Photo-based point labeling data:
|---|
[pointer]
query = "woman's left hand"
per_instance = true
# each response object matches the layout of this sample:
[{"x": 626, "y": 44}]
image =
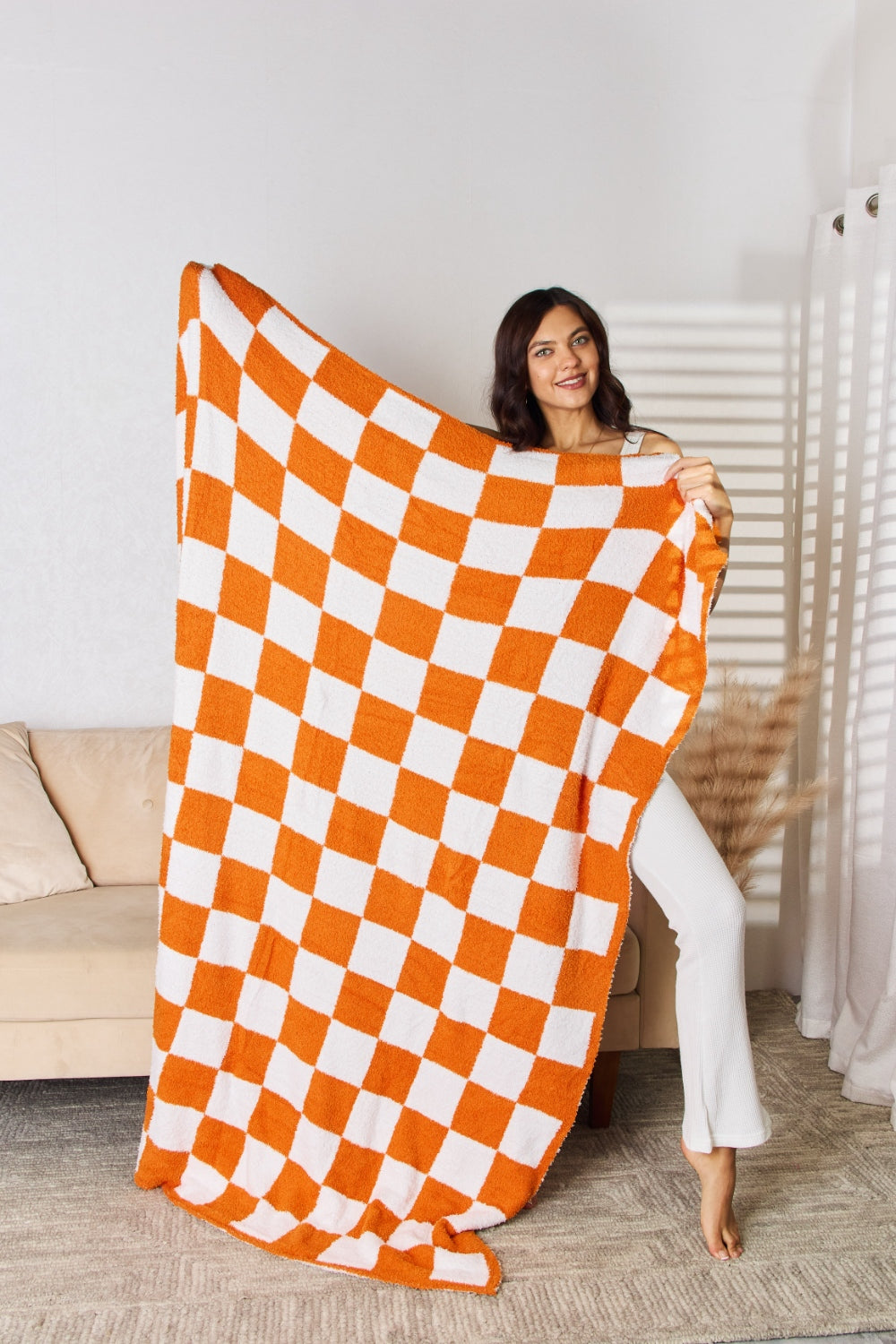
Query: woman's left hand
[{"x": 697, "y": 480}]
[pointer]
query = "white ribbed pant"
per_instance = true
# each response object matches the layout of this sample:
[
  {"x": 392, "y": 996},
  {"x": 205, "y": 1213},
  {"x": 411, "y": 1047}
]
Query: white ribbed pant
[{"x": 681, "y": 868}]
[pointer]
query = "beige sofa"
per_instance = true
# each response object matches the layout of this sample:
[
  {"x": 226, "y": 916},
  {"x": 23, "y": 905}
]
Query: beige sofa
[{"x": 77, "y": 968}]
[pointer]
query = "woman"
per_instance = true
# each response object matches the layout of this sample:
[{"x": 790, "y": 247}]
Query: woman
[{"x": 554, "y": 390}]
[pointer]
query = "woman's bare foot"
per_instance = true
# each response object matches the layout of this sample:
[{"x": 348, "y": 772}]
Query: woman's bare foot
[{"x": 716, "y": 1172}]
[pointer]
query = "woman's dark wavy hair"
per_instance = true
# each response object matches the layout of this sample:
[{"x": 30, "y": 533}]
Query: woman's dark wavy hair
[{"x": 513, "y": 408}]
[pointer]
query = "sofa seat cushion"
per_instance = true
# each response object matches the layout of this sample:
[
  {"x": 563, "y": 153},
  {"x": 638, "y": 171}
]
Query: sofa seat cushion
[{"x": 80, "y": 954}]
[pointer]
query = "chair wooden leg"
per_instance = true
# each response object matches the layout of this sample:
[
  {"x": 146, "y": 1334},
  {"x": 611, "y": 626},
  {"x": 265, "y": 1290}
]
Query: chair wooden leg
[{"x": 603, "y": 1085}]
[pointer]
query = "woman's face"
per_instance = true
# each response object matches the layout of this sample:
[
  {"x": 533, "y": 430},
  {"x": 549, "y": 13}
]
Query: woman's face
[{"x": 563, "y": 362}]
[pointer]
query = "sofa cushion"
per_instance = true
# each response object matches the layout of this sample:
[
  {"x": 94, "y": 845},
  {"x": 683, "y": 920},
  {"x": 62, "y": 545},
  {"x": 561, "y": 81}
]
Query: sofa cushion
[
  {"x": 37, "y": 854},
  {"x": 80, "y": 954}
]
|---|
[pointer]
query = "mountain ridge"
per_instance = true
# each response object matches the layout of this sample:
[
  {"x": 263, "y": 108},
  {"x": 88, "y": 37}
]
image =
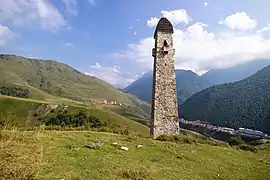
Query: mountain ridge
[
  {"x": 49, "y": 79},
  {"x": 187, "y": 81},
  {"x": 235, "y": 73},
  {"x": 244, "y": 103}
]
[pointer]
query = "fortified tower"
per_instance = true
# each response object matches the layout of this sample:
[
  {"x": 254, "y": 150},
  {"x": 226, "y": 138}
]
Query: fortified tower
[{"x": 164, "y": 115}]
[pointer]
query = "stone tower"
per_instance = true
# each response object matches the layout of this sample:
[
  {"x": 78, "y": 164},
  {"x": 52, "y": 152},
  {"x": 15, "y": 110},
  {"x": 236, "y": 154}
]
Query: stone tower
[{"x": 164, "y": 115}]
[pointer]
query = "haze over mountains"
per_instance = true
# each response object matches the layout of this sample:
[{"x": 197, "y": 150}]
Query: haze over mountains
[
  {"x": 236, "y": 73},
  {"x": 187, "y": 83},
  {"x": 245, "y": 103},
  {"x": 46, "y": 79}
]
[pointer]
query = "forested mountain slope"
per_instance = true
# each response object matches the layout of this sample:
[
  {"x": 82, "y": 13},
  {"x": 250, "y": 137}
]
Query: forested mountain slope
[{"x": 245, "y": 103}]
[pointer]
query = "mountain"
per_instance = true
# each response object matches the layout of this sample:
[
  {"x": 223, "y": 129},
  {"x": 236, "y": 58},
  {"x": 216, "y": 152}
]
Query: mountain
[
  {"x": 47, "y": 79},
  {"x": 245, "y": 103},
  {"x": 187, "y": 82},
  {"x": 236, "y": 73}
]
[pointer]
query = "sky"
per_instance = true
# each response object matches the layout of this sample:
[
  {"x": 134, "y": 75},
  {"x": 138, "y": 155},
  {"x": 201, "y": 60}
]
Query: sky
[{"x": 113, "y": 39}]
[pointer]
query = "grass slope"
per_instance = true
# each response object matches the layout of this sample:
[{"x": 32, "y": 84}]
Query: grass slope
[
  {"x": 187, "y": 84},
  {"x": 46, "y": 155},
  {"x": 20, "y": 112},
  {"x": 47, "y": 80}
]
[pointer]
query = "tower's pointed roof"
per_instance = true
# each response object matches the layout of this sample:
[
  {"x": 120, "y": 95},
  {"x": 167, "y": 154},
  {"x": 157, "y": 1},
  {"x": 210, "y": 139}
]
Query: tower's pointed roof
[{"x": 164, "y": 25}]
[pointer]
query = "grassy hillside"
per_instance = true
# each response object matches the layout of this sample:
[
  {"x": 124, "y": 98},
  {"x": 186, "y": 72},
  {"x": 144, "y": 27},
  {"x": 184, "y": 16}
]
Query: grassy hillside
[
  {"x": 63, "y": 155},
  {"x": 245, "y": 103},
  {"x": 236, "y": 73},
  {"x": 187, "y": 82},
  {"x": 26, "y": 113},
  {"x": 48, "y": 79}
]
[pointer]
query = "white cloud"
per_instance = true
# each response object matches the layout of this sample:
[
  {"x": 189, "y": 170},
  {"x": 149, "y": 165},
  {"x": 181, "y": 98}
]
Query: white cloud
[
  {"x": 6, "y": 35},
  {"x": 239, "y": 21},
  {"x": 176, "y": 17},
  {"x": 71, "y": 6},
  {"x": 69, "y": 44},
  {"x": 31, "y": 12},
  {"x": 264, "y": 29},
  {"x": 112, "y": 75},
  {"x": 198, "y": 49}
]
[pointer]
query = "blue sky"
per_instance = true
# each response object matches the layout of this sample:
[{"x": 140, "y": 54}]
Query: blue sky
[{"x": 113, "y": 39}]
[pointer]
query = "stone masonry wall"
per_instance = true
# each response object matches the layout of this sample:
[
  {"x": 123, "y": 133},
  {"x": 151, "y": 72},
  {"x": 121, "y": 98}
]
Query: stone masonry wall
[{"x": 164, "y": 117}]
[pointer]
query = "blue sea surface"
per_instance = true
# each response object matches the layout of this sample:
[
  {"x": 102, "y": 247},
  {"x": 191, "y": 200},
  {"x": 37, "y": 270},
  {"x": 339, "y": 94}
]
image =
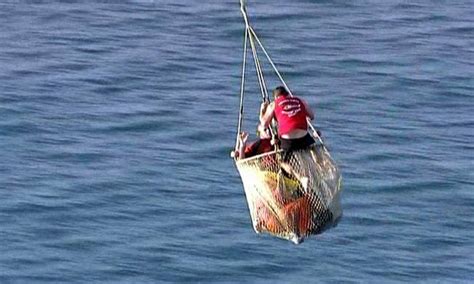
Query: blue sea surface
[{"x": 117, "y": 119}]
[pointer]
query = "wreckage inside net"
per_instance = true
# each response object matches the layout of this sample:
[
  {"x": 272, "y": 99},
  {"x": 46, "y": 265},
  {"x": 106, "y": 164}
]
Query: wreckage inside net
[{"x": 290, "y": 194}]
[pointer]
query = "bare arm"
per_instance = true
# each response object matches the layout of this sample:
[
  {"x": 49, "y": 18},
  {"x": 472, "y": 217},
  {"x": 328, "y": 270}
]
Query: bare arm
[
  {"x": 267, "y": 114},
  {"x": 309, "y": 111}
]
|---|
> _Requirements_
Locate each line of the data above that contains the string "pointed", and copy out those lines. Letter case must match.

> _Solved problem_
query = "tower's pointed roof"
Query: tower's pointed roof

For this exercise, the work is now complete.